▶ _Problem to solve_
Set the data down again, exactly as it reads, but without the pictures.
╭─ Given information
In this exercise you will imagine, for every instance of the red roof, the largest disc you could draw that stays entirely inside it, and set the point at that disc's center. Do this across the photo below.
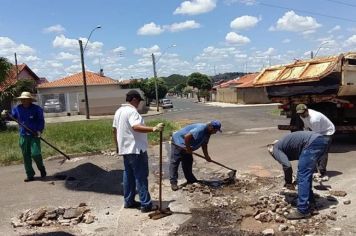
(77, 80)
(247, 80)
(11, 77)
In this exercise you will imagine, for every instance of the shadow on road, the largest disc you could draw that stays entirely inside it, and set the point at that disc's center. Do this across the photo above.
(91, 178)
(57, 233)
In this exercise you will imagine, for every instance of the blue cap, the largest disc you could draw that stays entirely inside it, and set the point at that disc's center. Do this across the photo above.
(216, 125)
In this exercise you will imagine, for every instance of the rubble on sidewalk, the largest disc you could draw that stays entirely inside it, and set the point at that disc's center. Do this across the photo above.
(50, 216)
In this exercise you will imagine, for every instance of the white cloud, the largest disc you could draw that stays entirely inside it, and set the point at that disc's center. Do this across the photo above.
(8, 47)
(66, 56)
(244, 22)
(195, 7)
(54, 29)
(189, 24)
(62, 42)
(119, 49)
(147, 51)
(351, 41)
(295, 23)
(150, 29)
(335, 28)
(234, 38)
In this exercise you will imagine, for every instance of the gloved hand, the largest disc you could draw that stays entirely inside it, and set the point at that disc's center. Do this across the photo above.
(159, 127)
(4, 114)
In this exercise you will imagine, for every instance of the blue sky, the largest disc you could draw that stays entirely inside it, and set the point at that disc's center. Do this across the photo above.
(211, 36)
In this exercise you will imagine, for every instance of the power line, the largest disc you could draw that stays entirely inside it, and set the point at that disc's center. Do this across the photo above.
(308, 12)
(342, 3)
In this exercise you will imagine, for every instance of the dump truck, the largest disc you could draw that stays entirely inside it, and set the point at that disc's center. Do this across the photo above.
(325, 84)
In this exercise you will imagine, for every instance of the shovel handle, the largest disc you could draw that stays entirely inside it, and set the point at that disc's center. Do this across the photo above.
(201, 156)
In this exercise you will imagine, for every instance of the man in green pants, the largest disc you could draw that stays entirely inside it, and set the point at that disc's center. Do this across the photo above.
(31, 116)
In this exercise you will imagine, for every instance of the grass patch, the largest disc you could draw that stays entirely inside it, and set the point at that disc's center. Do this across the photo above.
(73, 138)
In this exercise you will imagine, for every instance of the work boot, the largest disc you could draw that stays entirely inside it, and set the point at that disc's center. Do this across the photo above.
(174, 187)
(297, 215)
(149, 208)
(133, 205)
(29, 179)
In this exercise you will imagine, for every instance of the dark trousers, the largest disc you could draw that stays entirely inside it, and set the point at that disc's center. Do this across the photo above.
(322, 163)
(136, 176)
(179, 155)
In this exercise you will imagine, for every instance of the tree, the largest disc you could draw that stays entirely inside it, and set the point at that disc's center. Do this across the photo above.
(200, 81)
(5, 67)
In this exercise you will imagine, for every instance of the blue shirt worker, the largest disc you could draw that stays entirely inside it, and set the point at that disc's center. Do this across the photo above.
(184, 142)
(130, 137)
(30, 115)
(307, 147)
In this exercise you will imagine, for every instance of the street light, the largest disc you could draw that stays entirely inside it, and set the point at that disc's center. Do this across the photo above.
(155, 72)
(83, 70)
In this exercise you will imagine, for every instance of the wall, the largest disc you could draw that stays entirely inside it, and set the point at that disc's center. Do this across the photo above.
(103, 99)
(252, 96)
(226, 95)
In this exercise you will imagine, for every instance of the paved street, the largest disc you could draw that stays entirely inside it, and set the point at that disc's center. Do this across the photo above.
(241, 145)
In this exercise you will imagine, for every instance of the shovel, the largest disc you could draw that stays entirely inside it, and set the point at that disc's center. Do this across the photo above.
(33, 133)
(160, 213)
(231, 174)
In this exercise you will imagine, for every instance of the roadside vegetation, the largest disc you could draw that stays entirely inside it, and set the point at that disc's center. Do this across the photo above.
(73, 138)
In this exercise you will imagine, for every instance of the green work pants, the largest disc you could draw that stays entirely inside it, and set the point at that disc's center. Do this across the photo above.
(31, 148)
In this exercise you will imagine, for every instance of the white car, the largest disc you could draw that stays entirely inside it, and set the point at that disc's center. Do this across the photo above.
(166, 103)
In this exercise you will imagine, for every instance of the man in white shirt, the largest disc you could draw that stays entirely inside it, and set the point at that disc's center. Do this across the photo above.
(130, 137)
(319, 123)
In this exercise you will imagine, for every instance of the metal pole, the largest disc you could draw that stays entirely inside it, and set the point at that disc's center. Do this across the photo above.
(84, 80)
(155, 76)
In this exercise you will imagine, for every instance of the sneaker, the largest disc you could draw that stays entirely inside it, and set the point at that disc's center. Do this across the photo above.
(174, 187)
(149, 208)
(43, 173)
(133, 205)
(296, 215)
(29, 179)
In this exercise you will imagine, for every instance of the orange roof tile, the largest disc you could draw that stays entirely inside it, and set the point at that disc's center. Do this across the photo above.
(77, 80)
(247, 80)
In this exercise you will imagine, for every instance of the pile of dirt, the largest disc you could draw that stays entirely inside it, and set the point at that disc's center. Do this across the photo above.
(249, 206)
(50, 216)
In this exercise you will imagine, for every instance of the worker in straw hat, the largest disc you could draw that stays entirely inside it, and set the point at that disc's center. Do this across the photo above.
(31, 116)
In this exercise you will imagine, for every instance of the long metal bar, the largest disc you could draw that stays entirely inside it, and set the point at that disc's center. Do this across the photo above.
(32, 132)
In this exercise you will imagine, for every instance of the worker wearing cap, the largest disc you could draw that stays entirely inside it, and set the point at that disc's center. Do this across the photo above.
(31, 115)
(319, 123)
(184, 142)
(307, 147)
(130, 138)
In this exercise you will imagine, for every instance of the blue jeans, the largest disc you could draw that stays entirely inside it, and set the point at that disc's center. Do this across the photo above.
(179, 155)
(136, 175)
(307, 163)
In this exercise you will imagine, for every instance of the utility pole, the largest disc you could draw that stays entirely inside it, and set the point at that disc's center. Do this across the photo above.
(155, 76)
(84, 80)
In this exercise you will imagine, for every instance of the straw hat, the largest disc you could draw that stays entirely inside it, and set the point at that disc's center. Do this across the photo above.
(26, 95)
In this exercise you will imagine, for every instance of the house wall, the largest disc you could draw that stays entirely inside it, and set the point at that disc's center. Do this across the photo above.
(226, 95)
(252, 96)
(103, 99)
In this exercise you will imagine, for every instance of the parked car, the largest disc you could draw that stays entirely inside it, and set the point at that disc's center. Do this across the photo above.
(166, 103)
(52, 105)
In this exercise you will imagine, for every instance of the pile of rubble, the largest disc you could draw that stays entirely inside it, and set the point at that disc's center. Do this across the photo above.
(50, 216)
╰─
▶ _Solution for this task_
In this exercise you will imagine, for every instance of the red roof, the largest disc you could draw that stays entirely inside it, and set the point at that disc's center. Do this across the photo below.
(77, 80)
(247, 80)
(11, 77)
In this exercise you will imagine, for every instance of the shadow on road, the largest disc you could draw that stays entirely inside it, and set the point at that disc's center. Do this across the photo above.
(91, 178)
(57, 233)
In this exercise you will imagine, for every instance of the blue cap, the largest disc you could draw that stays entirely inside it, and set the point at that disc's center. Do this across the photo above.
(216, 125)
In this exercise you will imagine, for every instance of the rubble on sidewalk, the largest disc you could draw that stays entirely inside it, and set the point at that disc's center. Do this across the photo above.
(50, 216)
In this exercise you will imagine, for every instance of the white cloud, the largest disc you could draw that stays entirely inside it, and set the point at that disc's center. Do this across the photo above.
(8, 47)
(66, 56)
(244, 22)
(195, 7)
(54, 29)
(189, 24)
(62, 42)
(119, 49)
(147, 51)
(351, 41)
(295, 23)
(150, 29)
(335, 28)
(234, 38)
In this exercise you will imagine, for every instance of the gloved hand, the largest disc you could draw that stays entirely inside it, and set the point at that disc's center. Do this across the photo above.
(159, 127)
(4, 114)
In this exercise you will imagine, for every instance of the blue sky, the largest disc you could draw that stays entirely inside it, and set the point at that disc's center. Do this across the photo above.
(211, 36)
In this exercise you will imagine, for every instance of the power line, the largest disc you could draw that stays entirely inside it, and set the point at that disc's center. Do this across the photo above.
(308, 12)
(342, 3)
In this exercise you will imagine, for every instance of the dump truck, the largest disc you could draw that stays entirely inside it, and set the point at that disc's center. Do this across the photo above.
(325, 84)
In this exercise you will imagine, for every instance of the shovel handle, the largest disc you could draw that stays entirely inside it, and set the point at that disc's center. Do this across the photo above.
(201, 156)
In this exercise you will imagine, for every instance of the man in green pants, the largest disc you could draw that stays entirely inside it, and set the point at that disc's center. Do this across the photo above.
(31, 116)
In this exercise you will imagine, for every instance of the grass patch, the largest disc you could draw that stays entirely inside it, and set the point at that disc's center. Do this across the photo above.
(73, 138)
In this exercise you will imagine, for every instance of the work boot, the largest disc you could draw that stays entirely inside it, and set the point at that disc's center. Do this across the photo above.
(174, 187)
(297, 215)
(149, 208)
(133, 205)
(29, 179)
In this exercise you will imagine, for every instance of the dark trousers, the largest disc you could draw that stays entirely inside it, and set the point at that disc's center. Do this across the photo above.
(322, 163)
(136, 176)
(179, 155)
In this exercise you will imagine, for every instance of the tree, the largest disc you could draw that stays entirely inside it, and set the point at that disc's center. Do this across the photo above.
(200, 81)
(5, 67)
In this exercise you will imagine, for every instance of the blue shirt worker, the largest disc you could draw that stays entirely inside it, and set the point at that disc's center. Do this across the photo above.
(184, 142)
(130, 137)
(30, 115)
(307, 147)
In this exercise you will imagine, for every instance of the street light, the largest disc you could draw that stays entirely inside it, and set the point at that disc's center. Do this across the photo above.
(155, 72)
(83, 70)
In this exercise you will imagine, for every instance of the wall, the largest disc you could draw that stays entirely inside it, and set the point at that disc's center. Do this across the photo above.
(103, 99)
(252, 96)
(226, 95)
In this exercise you will imagine, for every instance of the paved street, the largest disc you could draw that stays entirely inside it, and set the point at that disc's center. Do this across the photo above.
(241, 145)
In this exercise you will imagine, for every instance of the shovel, the largest disc you could draw that stays entirely inside it, and set the point at that disc's center. Do this across the photo above.
(33, 133)
(160, 213)
(231, 174)
In this exercise you will imagine, for every instance of the roadside vegetation, the largest disc you could draw that stays entirely inside it, and set the point at that disc's center. Do this across the photo above.
(73, 138)
In this exercise you will imagine, for every instance of the green work pants, the largest disc you could draw that stays entirely inside it, and set the point at that disc's center. Do this across the photo above.
(31, 148)
In this exercise you will imagine, for every instance of the white car, the largest disc you could draw that stays entirely inside it, and set the point at that disc's center. Do this across the photo above.
(166, 103)
In this exercise you will imagine, for every instance of the man in white shirt, the largest disc you could draw that stays entirely inside it, and set the point at that disc's center. Do this across the photo above.
(130, 137)
(319, 123)
In this exercise you will imagine, for every instance of the metal pole, the largest disc you could draw that stays entirely inside it, and set the point at that disc's center. Do this across the photo above.
(84, 80)
(155, 76)
In this exercise you will imagine, for every instance of the sneaker, the largest disc you could draw that stays entirely inside it, and set the point at that disc's center. Do this across the photo above.
(174, 187)
(149, 208)
(43, 173)
(133, 205)
(296, 215)
(29, 179)
In this exercise you will imagine, for every instance of the orange roof tile, the largest disc you could draw that stays entirely inside it, and set the point at that disc's center. Do this across the photo above.
(77, 80)
(247, 80)
In this exercise you will imagine, for every instance of the pile of dirt, the largest disc you could draw that stays entirely inside it, and set the point at that disc's center. Do this across the photo above.
(249, 206)
(50, 216)
In this exercise you will imagine, for every instance of the worker in straw hat, the largest disc you could draw that stays entirely inside it, and set the point at that disc's center. Do this across the photo above.
(31, 116)
In this exercise you will imagine, for every instance of the long metal bar, the largest disc you could draw that stays entirely inside it, and set the point at that disc's center. Do this across the photo above.
(32, 132)
In this exercise you will imagine, for every instance of the worker wearing cap, the largest disc you could draw that stays entirely inside it, and set the point at that disc's center. Do this across the photo above.
(31, 115)
(319, 123)
(184, 142)
(307, 147)
(130, 138)
In this exercise you will imagine, for every instance of the blue jeans, the largest disc you could draw that stays entirely inside it, and set the point at that disc's center. Do this across the photo above.
(179, 155)
(136, 175)
(307, 163)
In this exercise you will imagine, for every instance of the utility pole, the largest disc you could draw that stays entirely inside it, and set the point at that disc's center. Do this across the photo above.
(155, 76)
(84, 80)
In this exercise you will imagine, for every instance of the straw hat, the largest disc you could draw that stays entirely inside it, and set the point at that disc's center. Do this across the photo above.
(26, 95)
In this exercise you will imagine, for every instance of the house wall, the largest disc you could draw that stays entirely inside it, and set the point at that disc's center. Do this across the photo above.
(226, 95)
(252, 96)
(103, 99)
In this exercise you will imagine, for every instance of the parked car, the largest disc you could draw that stays entirely inside it, and set the point at that disc's center. Do this across the photo above.
(166, 103)
(52, 105)
In this exercise you will imagine, for every instance of the pile of rubble, the largest disc you could draw that stays entirely inside it, and set the point at that disc's center. Do this across the photo above.
(50, 216)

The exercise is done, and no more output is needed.